> _REQUIREMENTS_:
Repeat the data word for word, beginning at the line that contains "outline <item>crane mast</item>" and stopping after the line that contains "72), (209, 63)]".

> _WORKING DATA_:
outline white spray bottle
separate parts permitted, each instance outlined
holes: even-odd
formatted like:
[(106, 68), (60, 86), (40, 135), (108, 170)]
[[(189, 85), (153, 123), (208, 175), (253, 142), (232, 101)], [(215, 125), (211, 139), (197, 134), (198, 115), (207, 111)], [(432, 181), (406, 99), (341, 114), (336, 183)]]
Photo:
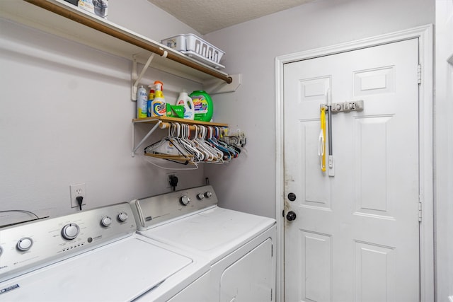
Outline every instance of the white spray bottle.
[(193, 120), (195, 117), (195, 108), (193, 101), (185, 91), (183, 91), (178, 97), (176, 105), (184, 106), (184, 118), (185, 120)]

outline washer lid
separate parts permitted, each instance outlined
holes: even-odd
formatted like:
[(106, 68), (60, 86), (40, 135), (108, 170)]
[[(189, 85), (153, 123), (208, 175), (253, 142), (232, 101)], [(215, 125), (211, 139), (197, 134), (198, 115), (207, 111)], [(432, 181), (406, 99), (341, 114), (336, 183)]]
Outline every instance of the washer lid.
[(275, 224), (275, 220), (218, 207), (139, 233), (201, 253), (211, 263)]
[[(3, 282), (0, 299), (131, 301), (190, 263), (190, 258), (129, 237)], [(2, 292), (5, 289), (11, 290)]]

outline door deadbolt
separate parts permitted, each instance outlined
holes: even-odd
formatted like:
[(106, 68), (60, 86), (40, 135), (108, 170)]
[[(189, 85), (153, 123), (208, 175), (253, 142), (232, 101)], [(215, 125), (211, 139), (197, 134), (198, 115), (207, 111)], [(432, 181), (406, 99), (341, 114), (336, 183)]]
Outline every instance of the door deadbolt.
[(288, 212), (288, 214), (286, 214), (286, 219), (289, 221), (292, 221), (293, 220), (295, 220), (296, 219), (296, 213), (293, 212), (292, 211), (289, 211)]
[(290, 202), (294, 202), (296, 200), (296, 194), (294, 193), (288, 194), (288, 199), (289, 199)]

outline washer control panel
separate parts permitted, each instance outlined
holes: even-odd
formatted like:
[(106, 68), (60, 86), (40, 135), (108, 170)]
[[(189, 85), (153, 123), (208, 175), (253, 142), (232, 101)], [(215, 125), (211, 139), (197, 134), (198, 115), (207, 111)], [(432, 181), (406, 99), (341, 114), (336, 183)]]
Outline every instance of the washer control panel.
[(0, 281), (136, 231), (129, 203), (0, 228)]
[(182, 190), (131, 202), (137, 228), (151, 226), (217, 204), (210, 185)]

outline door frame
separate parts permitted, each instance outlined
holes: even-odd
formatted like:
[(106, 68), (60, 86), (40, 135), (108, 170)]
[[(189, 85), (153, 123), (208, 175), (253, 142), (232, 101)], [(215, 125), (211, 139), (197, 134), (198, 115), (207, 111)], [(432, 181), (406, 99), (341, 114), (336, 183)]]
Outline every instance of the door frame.
[[(434, 210), (432, 129), (432, 25), (416, 27), (350, 42), (321, 47), (275, 58), (275, 217), (277, 219), (277, 301), (283, 301), (284, 286), (284, 64), (361, 48), (418, 38), (419, 64), (422, 66), (419, 89), (419, 194), (422, 221), (420, 223), (420, 301), (434, 298)], [(414, 72), (415, 72), (414, 71)]]

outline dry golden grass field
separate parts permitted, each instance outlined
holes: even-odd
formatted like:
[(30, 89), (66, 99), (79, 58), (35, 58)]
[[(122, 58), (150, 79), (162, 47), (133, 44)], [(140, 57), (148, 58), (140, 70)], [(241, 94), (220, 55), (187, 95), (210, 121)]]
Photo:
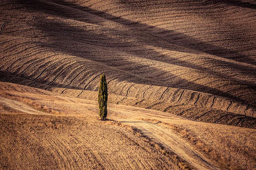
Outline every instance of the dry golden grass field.
[(253, 0), (1, 0), (0, 169), (256, 169), (255, 54)]

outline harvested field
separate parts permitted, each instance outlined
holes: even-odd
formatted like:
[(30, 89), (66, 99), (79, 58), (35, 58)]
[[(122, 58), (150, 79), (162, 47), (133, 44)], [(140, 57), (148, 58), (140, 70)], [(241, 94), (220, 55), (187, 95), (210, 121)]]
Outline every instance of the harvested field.
[[(2, 168), (208, 169), (255, 165), (255, 129), (193, 121), (116, 104), (109, 105), (109, 120), (104, 122), (99, 120), (96, 101), (1, 84)], [(237, 142), (240, 138), (244, 140)]]
[(255, 8), (1, 1), (0, 169), (255, 168)]

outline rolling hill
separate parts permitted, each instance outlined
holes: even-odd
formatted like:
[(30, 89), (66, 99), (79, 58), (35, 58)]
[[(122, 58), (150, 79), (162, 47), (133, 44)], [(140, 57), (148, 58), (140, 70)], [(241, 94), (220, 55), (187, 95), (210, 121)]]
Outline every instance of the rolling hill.
[[(1, 1), (0, 167), (253, 169), (255, 8)], [(97, 118), (102, 73), (108, 122)]]

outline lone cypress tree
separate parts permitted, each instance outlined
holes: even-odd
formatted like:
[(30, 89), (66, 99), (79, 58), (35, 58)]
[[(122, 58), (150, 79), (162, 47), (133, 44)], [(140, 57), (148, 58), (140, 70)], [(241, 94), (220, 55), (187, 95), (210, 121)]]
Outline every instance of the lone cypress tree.
[(108, 102), (108, 84), (106, 81), (106, 76), (104, 74), (101, 74), (98, 88), (98, 108), (100, 109), (100, 116), (102, 120), (106, 119), (107, 102)]

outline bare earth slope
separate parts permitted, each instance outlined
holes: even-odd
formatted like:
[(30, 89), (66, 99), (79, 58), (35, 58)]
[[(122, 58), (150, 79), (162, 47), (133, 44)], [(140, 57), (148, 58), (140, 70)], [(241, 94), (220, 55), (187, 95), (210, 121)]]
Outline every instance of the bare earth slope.
[[(36, 140), (50, 140), (61, 134), (64, 137), (57, 137), (49, 144), (48, 141), (35, 142), (46, 143), (43, 150), (47, 144), (68, 143), (70, 150), (67, 152), (60, 149), (58, 154), (46, 154), (59, 158), (53, 167), (119, 169), (115, 163), (108, 164), (106, 160), (114, 159), (106, 155), (122, 150), (104, 151), (106, 155), (101, 157), (100, 142), (84, 148), (84, 152), (72, 152), (67, 160), (61, 159), (63, 155), (74, 152), (76, 148), (73, 144), (84, 142), (86, 137), (96, 140), (97, 136), (89, 131), (80, 129), (76, 134), (73, 128), (86, 129), (92, 121), (88, 126), (95, 130), (93, 133), (98, 134), (99, 126), (107, 131), (109, 125), (98, 122), (96, 116), (88, 116), (98, 112), (98, 79), (104, 73), (112, 104), (110, 118), (114, 120), (112, 138), (123, 139), (119, 131), (125, 133), (132, 141), (142, 142), (138, 152), (154, 153), (148, 158), (141, 157), (134, 151), (137, 148), (131, 147), (127, 148), (130, 155), (138, 156), (130, 158), (127, 154), (123, 159), (118, 152), (117, 156), (121, 158), (116, 161), (125, 165), (124, 168), (255, 168), (254, 1), (3, 0), (0, 46), (0, 82), (26, 86), (0, 83), (1, 130), (10, 133), (1, 136), (5, 146), (8, 141), (4, 140), (9, 135), (14, 136), (11, 139), (14, 143), (10, 144), (22, 147), (24, 139), (18, 143), (15, 141), (20, 134), (27, 133), (28, 138), (35, 135)], [(12, 91), (11, 95), (6, 94)], [(77, 101), (80, 104), (76, 105)], [(85, 108), (77, 108), (83, 102)], [(67, 109), (71, 105), (71, 110)], [(84, 120), (85, 113), (89, 114), (85, 117), (90, 117), (87, 118), (89, 120)], [(32, 126), (33, 121), (36, 124)], [(55, 123), (49, 121), (61, 122), (68, 130), (55, 129)], [(24, 128), (19, 131), (23, 124)], [(128, 132), (120, 124), (132, 126), (133, 130)], [(44, 127), (44, 133), (52, 132), (52, 136), (35, 135), (37, 126), (40, 129)], [(76, 135), (77, 141), (65, 141), (73, 139), (66, 136), (68, 133)], [(134, 133), (141, 134), (141, 138), (134, 137)], [(80, 134), (86, 135), (80, 138)], [(126, 139), (128, 143), (121, 146), (133, 146), (133, 142)], [(159, 150), (148, 144), (153, 141), (159, 143)], [(241, 143), (236, 143), (238, 141)], [(27, 146), (32, 152), (35, 143)], [(8, 152), (5, 145), (1, 149)], [(1, 160), (6, 161), (2, 168), (6, 165), (11, 169), (17, 165), (23, 169), (27, 162), (11, 164), (11, 160), (16, 159), (12, 155), (25, 156), (22, 152), (28, 151), (22, 150), (2, 156)], [(84, 160), (82, 154), (87, 151), (90, 158)], [(33, 153), (28, 158), (36, 154), (36, 160), (41, 160), (43, 155)], [(176, 155), (178, 160), (173, 156)], [(74, 156), (77, 160), (71, 160)], [(139, 158), (141, 161), (136, 160)], [(39, 163), (30, 158), (27, 159), (30, 168), (36, 168), (36, 164), (47, 168), (48, 160)], [(151, 164), (148, 162), (150, 159), (155, 159)], [(76, 167), (81, 160), (86, 163), (80, 162)], [(65, 164), (68, 162), (75, 167)], [(89, 167), (83, 167), (84, 164)]]
[(255, 165), (255, 129), (113, 104), (108, 107), (110, 120), (104, 122), (98, 120), (96, 101), (0, 84), (1, 168), (251, 169)]
[(2, 80), (97, 91), (104, 73), (133, 105), (203, 108), (176, 113), (195, 120), (213, 108), (227, 113), (202, 121), (239, 125), (256, 116), (255, 4), (229, 2), (3, 1)]

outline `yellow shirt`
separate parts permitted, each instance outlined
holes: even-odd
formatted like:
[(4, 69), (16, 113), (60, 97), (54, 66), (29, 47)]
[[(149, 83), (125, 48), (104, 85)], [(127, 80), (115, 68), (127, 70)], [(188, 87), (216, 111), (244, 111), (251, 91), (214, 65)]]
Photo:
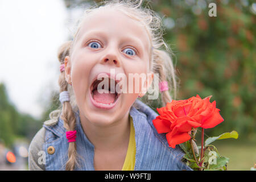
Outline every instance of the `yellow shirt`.
[(126, 156), (125, 157), (125, 163), (123, 163), (122, 171), (133, 171), (134, 170), (134, 165), (136, 154), (136, 143), (135, 140), (135, 130), (133, 123), (133, 118), (129, 115), (130, 118), (130, 139), (127, 150)]

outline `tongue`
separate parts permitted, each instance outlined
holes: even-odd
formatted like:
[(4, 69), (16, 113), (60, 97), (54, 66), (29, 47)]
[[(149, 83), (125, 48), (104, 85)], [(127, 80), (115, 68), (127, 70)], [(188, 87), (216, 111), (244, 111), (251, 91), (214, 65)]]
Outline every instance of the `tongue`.
[(97, 102), (110, 104), (114, 102), (115, 98), (115, 94), (114, 93), (100, 93), (96, 89), (93, 91), (93, 99), (97, 101)]

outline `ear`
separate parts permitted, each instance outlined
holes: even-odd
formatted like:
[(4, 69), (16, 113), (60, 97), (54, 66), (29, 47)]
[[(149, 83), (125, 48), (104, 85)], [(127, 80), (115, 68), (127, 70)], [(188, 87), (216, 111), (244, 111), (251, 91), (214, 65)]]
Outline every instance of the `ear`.
[(71, 85), (71, 63), (70, 61), (70, 57), (68, 56), (65, 57), (64, 59), (65, 64), (65, 79), (66, 81), (70, 85)]
[(142, 88), (142, 93), (139, 94), (141, 97), (144, 96), (144, 95), (147, 93), (147, 89), (150, 88), (152, 84), (154, 78), (154, 73), (150, 72), (147, 74), (147, 79), (144, 82), (144, 85)]

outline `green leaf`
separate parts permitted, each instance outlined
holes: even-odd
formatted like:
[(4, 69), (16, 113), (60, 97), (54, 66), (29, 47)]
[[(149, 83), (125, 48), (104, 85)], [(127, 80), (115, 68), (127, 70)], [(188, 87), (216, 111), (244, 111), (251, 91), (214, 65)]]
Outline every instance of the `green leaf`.
[[(225, 165), (229, 162), (229, 159), (225, 158), (224, 156), (218, 157), (217, 158), (217, 163), (216, 164), (210, 164), (210, 169), (217, 169), (220, 168), (223, 168), (225, 169), (226, 168)], [(224, 168), (225, 167), (225, 168)]]
[(191, 147), (190, 146), (189, 142), (187, 141), (179, 144), (180, 147), (183, 150), (186, 154), (189, 154)]
[(189, 155), (189, 154), (185, 154), (184, 155), (183, 158), (187, 159), (187, 160), (188, 160), (190, 162), (192, 163), (195, 163), (196, 161), (195, 160), (195, 159), (192, 159), (192, 156)]
[(210, 143), (213, 142), (216, 140), (221, 140), (222, 139), (227, 138), (234, 138), (237, 139), (238, 138), (238, 134), (236, 131), (232, 131), (230, 133), (224, 133), (218, 136), (209, 137), (205, 140), (205, 146), (207, 146)]

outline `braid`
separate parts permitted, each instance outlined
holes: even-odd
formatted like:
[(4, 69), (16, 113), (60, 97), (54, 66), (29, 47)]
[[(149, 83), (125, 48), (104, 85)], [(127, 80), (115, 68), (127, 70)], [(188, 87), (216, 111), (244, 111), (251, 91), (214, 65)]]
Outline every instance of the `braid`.
[[(63, 44), (59, 49), (58, 59), (60, 64), (64, 64), (65, 57), (69, 55), (69, 48), (72, 41), (68, 41)], [(68, 91), (68, 83), (65, 79), (65, 72), (60, 73), (59, 78), (59, 85), (60, 86), (60, 93), (63, 91)], [(69, 102), (64, 102), (62, 107), (62, 114), (61, 118), (64, 121), (64, 127), (67, 131), (73, 131), (76, 127), (76, 117), (73, 112), (72, 107)], [(73, 171), (75, 168), (77, 162), (76, 143), (69, 142), (68, 147), (68, 160), (66, 164), (67, 171)]]
[[(171, 73), (171, 78), (173, 80), (174, 88), (175, 90), (175, 96), (176, 97), (176, 82), (175, 81), (175, 75), (174, 73), (174, 68), (170, 56), (164, 51), (154, 49), (153, 50), (153, 56), (154, 56), (154, 67), (153, 70), (155, 73), (159, 74), (159, 82), (167, 81), (168, 77), (166, 76), (167, 75), (167, 73), (165, 72), (164, 68), (167, 67), (170, 67), (168, 68), (170, 69), (170, 72)], [(165, 61), (167, 62), (168, 66), (165, 65)], [(171, 88), (169, 86), (169, 88)], [(163, 106), (165, 106), (167, 102), (170, 102), (172, 101), (172, 97), (170, 94), (169, 90), (163, 91), (162, 93), (162, 102)]]

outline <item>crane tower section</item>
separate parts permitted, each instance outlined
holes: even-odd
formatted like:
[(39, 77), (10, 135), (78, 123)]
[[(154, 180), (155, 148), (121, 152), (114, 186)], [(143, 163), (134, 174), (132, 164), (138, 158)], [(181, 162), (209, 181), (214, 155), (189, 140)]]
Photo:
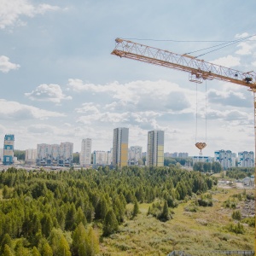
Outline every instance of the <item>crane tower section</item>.
[(191, 82), (202, 83), (204, 79), (217, 79), (245, 85), (256, 91), (256, 73), (253, 71), (244, 73), (188, 55), (178, 55), (121, 38), (116, 38), (115, 42), (116, 46), (112, 55), (188, 72)]

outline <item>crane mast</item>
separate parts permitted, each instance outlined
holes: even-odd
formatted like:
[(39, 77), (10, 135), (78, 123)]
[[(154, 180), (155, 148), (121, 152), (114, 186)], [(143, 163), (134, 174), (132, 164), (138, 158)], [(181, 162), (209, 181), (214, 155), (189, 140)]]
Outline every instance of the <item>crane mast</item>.
[(188, 55), (178, 55), (122, 38), (116, 38), (115, 42), (115, 48), (111, 54), (121, 58), (137, 60), (187, 72), (191, 82), (202, 83), (205, 79), (212, 80), (216, 79), (246, 86), (253, 91), (254, 99), (254, 156), (256, 160), (256, 73), (253, 71), (241, 72), (209, 63)]

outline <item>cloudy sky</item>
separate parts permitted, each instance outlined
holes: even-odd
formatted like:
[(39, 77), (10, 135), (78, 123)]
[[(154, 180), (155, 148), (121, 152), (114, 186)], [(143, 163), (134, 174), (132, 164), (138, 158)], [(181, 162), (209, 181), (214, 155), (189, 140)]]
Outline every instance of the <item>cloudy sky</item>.
[(196, 90), (187, 73), (110, 53), (116, 38), (197, 56), (250, 37), (200, 58), (255, 71), (255, 9), (254, 0), (0, 0), (3, 143), (11, 133), (16, 149), (72, 142), (80, 151), (90, 137), (92, 150), (109, 150), (113, 129), (129, 127), (129, 146), (143, 151), (154, 129), (165, 131), (165, 152), (198, 155), (195, 142), (207, 142), (204, 155), (254, 151), (247, 88)]

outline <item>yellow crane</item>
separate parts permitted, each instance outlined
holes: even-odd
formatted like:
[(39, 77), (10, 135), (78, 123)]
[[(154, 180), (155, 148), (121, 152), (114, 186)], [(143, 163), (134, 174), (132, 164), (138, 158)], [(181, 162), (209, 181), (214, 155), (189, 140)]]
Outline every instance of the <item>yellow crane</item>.
[[(137, 60), (188, 72), (189, 81), (191, 82), (202, 83), (203, 80), (212, 80), (215, 79), (247, 87), (249, 90), (253, 92), (254, 98), (254, 153), (256, 157), (256, 73), (253, 71), (241, 72), (209, 63), (189, 55), (178, 55), (122, 38), (116, 38), (115, 42), (115, 48), (111, 54), (121, 58)], [(205, 143), (197, 143), (195, 146), (201, 150), (207, 144)], [(256, 172), (255, 160), (256, 158), (254, 159)]]
[[(174, 68), (189, 74), (189, 80), (195, 83), (202, 83), (205, 79), (219, 79), (234, 83), (248, 88), (253, 93), (254, 99), (254, 174), (256, 173), (256, 73), (251, 72), (241, 72), (232, 68), (224, 67), (199, 60), (189, 55), (178, 55), (160, 49), (143, 45), (122, 38), (115, 39), (116, 45), (112, 51), (121, 58), (137, 60), (166, 67)], [(202, 145), (206, 146), (206, 145)], [(199, 148), (200, 148), (199, 145)], [(255, 177), (255, 175), (254, 175)], [(255, 178), (254, 183), (256, 183)], [(256, 230), (255, 230), (256, 249)]]

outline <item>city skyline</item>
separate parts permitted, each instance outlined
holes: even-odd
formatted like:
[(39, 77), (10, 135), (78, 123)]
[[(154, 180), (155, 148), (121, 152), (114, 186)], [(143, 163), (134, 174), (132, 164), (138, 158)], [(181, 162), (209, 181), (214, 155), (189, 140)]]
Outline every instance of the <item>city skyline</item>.
[[(130, 144), (143, 148), (148, 131), (157, 129), (165, 131), (166, 152), (196, 155), (198, 142), (207, 144), (203, 155), (216, 148), (255, 150), (253, 97), (247, 88), (204, 81), (196, 102), (188, 73), (110, 54), (119, 37), (255, 71), (255, 1), (163, 0), (150, 2), (143, 14), (146, 2), (135, 0), (3, 3), (0, 137), (15, 134), (16, 148), (72, 141), (79, 152), (81, 140), (90, 137), (92, 150), (109, 150), (113, 129), (125, 126)], [(238, 6), (247, 19), (237, 19)], [(200, 15), (191, 20), (191, 13)], [(212, 20), (207, 30), (202, 20)]]
[[(6, 135), (4, 135), (4, 137), (5, 136), (8, 136), (8, 135), (10, 135), (10, 134), (6, 134)], [(4, 138), (4, 137), (3, 137), (3, 138)], [(130, 138), (130, 137), (129, 137)], [(90, 143), (91, 143), (91, 139), (90, 138), (86, 138), (86, 139), (82, 139), (82, 144), (83, 144), (83, 140), (87, 140), (87, 139), (90, 139)], [(61, 143), (62, 143), (62, 142)], [(4, 144), (4, 139), (3, 139), (3, 144)], [(38, 144), (46, 144), (46, 143), (38, 143)], [(26, 149), (20, 149), (20, 148), (16, 148), (15, 147), (15, 150), (23, 150), (23, 151), (26, 151), (26, 150), (31, 150), (31, 149), (37, 149), (37, 147), (38, 147), (38, 144), (37, 144), (36, 145), (36, 147), (34, 147), (34, 148), (26, 148)], [(54, 144), (56, 144), (56, 143), (49, 143), (49, 145), (54, 145)], [(81, 146), (81, 142), (80, 142), (80, 146)], [(90, 147), (91, 147), (91, 144), (90, 144)], [(139, 148), (143, 148), (142, 146), (140, 146), (140, 145), (136, 145), (136, 144), (134, 144), (134, 145), (130, 145), (129, 143), (128, 143), (128, 149), (130, 149), (131, 148), (132, 148), (132, 147), (139, 147)], [(111, 149), (113, 149), (113, 140), (112, 140), (112, 145), (110, 146), (110, 148), (108, 148), (108, 149), (107, 149), (107, 150), (102, 150), (102, 149), (101, 149), (101, 148), (98, 148), (98, 149), (91, 149), (92, 148), (90, 148), (90, 152), (91, 152), (91, 154), (94, 152), (94, 151), (104, 151), (104, 152), (109, 152), (109, 150), (111, 150)], [(146, 147), (146, 148), (147, 148), (147, 147)], [(146, 148), (145, 148), (145, 150), (143, 150), (142, 149), (142, 153), (147, 153), (147, 150), (146, 150)], [(0, 148), (0, 150), (2, 150), (3, 151), (3, 148)], [(240, 152), (253, 152), (254, 153), (254, 150), (248, 150), (248, 149), (239, 149), (238, 151), (233, 151), (233, 150), (231, 150), (230, 148), (221, 148), (221, 149), (214, 149), (214, 151), (212, 152), (212, 154), (209, 154), (209, 155), (202, 155), (203, 157), (214, 157), (214, 154), (215, 154), (215, 152), (216, 151), (218, 151), (218, 150), (224, 150), (224, 151), (231, 151), (232, 153), (235, 153), (235, 154), (238, 154), (238, 153), (240, 153)], [(79, 150), (79, 151), (76, 151), (76, 150), (73, 150), (73, 153), (79, 153), (79, 154), (80, 154), (80, 153), (81, 153), (81, 148), (80, 148), (80, 150)], [(32, 153), (29, 153), (29, 154), (32, 154)], [(189, 154), (188, 152), (185, 152), (185, 151), (182, 151), (182, 152), (178, 152), (178, 151), (172, 151), (172, 152), (170, 152), (170, 151), (166, 151), (166, 150), (164, 150), (164, 154), (168, 154), (167, 156), (165, 156), (165, 157), (173, 157), (173, 158), (186, 158), (186, 157), (193, 157), (193, 156), (200, 156), (200, 154)]]

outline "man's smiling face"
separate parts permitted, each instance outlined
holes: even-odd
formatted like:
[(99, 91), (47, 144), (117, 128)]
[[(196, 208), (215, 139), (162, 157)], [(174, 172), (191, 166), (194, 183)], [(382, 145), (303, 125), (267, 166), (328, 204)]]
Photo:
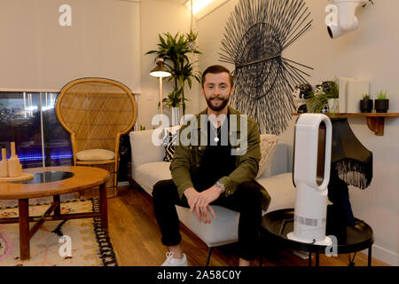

> _WRITTEN RESPONSE_:
outline <item>crane mast</item>
separate parts permitted, each instance outlined
holes: even-odd
formatted like:
[(39, 77), (10, 135), (78, 123)]
[[(154, 180), (155, 148), (121, 152), (114, 186)], [(143, 163), (134, 174), (132, 164), (138, 158)], [(181, 162), (209, 181), (214, 155), (189, 140)]]
Outline every instance of the <item>crane mast</item>.
[(188, 55), (178, 55), (122, 38), (116, 38), (115, 42), (115, 48), (111, 54), (121, 58), (137, 60), (187, 72), (191, 82), (202, 83), (205, 79), (212, 80), (216, 79), (246, 86), (253, 91), (254, 99), (254, 156), (256, 160), (256, 73), (253, 71), (241, 72), (209, 63)]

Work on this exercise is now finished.